GIVEN EXERCISE:
Recast the entries below as a two-column CSV headed entry_text and answer, with one row per entry, covering only the entries starting with the line containing "of the tower" and going on through the end of the entries. Put each entry's text and its answer into a single quoted field apiece, with line breaks replaced by spaces.
--- BEGIN ---
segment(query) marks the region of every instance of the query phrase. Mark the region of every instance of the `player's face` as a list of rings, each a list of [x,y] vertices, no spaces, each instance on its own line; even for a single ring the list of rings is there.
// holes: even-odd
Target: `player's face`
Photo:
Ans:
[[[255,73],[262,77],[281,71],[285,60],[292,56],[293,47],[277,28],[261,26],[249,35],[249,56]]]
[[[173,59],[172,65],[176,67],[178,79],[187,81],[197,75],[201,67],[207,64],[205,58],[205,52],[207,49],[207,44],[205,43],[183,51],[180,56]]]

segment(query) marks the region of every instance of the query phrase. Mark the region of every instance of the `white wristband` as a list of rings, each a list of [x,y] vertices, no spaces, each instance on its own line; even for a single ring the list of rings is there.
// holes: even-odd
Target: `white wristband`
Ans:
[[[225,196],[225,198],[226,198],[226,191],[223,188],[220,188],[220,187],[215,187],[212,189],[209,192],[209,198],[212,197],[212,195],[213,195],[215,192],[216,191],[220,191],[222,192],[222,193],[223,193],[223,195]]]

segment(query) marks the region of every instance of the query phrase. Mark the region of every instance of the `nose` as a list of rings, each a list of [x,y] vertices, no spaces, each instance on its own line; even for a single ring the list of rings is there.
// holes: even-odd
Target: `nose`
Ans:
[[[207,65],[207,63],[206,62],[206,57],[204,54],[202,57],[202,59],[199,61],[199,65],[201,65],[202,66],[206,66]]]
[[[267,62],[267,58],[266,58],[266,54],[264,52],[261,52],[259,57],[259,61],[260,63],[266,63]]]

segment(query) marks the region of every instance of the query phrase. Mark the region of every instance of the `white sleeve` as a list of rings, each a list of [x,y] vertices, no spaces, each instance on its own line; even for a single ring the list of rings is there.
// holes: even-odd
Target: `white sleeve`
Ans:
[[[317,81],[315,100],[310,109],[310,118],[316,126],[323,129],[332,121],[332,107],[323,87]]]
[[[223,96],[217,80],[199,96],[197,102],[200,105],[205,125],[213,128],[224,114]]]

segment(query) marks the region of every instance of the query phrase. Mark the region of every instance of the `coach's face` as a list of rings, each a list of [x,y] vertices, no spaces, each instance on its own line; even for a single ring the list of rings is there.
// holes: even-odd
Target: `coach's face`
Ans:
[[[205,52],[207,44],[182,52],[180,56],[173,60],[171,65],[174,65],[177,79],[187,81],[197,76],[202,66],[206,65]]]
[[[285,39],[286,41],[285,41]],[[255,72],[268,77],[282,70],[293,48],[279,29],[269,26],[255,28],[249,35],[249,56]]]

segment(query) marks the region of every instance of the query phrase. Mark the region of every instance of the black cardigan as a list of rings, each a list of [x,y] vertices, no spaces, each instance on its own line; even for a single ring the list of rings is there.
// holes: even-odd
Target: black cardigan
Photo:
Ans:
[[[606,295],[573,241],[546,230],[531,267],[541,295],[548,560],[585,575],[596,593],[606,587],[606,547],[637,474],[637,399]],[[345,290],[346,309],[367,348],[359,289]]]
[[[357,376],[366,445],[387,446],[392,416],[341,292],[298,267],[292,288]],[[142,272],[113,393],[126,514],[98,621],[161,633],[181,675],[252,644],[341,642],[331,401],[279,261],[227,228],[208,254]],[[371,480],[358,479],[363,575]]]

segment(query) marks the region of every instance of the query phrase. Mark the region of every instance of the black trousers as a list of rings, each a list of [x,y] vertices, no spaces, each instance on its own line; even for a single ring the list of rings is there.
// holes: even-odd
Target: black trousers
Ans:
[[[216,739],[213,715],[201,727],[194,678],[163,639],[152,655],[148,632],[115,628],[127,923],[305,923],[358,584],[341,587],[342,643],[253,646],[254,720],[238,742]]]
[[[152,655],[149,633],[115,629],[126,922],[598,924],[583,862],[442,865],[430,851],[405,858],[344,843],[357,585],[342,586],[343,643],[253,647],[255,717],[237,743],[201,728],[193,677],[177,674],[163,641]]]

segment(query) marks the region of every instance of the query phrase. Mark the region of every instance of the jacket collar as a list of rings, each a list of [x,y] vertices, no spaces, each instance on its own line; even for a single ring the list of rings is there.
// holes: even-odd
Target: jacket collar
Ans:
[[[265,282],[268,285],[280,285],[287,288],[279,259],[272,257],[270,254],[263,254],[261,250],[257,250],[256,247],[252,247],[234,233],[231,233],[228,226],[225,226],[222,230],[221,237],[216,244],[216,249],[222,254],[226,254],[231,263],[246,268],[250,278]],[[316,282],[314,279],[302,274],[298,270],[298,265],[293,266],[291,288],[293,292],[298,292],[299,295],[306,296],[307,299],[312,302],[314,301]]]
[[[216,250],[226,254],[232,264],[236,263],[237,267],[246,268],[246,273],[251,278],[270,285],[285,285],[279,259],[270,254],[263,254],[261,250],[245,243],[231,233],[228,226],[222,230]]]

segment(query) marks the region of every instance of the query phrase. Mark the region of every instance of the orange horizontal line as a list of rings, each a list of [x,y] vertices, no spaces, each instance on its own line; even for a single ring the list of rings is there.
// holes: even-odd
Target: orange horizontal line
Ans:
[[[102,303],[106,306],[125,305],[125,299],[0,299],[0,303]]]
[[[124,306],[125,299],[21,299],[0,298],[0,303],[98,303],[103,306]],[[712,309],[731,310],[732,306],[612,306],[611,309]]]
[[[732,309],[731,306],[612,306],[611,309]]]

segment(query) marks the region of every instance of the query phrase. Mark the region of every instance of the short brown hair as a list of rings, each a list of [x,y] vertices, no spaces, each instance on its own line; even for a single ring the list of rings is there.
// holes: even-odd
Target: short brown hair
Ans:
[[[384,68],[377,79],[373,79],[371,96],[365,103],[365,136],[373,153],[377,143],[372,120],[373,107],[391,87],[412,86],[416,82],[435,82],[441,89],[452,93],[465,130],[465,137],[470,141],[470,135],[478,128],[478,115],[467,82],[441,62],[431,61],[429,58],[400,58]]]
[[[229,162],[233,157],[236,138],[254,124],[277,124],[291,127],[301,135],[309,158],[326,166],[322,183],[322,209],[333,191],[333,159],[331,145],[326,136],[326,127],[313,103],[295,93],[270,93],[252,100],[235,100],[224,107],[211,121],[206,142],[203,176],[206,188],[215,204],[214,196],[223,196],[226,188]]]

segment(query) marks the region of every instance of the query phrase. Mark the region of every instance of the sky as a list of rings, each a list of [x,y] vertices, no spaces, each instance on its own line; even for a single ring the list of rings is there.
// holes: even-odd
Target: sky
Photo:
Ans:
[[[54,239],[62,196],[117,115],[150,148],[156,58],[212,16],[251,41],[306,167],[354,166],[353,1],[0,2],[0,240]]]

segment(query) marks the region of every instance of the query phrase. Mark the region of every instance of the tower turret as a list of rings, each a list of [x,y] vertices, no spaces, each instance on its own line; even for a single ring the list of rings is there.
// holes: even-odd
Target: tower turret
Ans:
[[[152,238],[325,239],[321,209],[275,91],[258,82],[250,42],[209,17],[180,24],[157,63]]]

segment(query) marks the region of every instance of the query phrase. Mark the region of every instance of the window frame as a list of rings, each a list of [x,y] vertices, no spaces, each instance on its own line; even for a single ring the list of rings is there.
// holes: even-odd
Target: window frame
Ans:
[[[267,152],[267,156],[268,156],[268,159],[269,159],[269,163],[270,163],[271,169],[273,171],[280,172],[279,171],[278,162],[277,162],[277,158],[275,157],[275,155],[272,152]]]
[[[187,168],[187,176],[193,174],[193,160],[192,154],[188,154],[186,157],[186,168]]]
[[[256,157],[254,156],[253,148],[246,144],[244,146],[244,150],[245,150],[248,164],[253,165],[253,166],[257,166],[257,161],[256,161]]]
--- END ---
ANSWER FOR THIS EXERCISE:
entry_text,answer
"segment(query) marks the region of every instance of the query phrase. Mark the region of every instance of the tower turret as a list of rings, each a list of [x,y] vertices, no spaces, each instance on its own line; even for a single ring the list of rings is there. // holes: even-odd Target: tower turret Ans:","[[[152,238],[325,239],[321,209],[275,91],[258,82],[250,42],[209,17],[180,24],[157,63]]]"
"segment(query) marks the region of every instance of the query phrase. Mark the region of every instance of the window frame as a list of rings, each a list of [x,y] vertices, no spaces, each instance on its own line; even for a single ring the list of rings is there. // holes: even-odd Target: window frame Ans:","[[[267,152],[267,156],[268,156],[268,159],[269,159],[269,163],[270,163],[271,169],[273,171],[280,172],[279,171],[278,162],[277,162],[277,158],[275,157],[275,155],[272,152]]] [[[187,168],[187,176],[193,174],[193,160],[192,154],[188,154],[186,157],[186,168]]] [[[256,157],[254,156],[253,148],[246,144],[244,146],[244,150],[245,150],[248,164],[253,165],[253,166],[257,166],[257,161],[256,161]]]"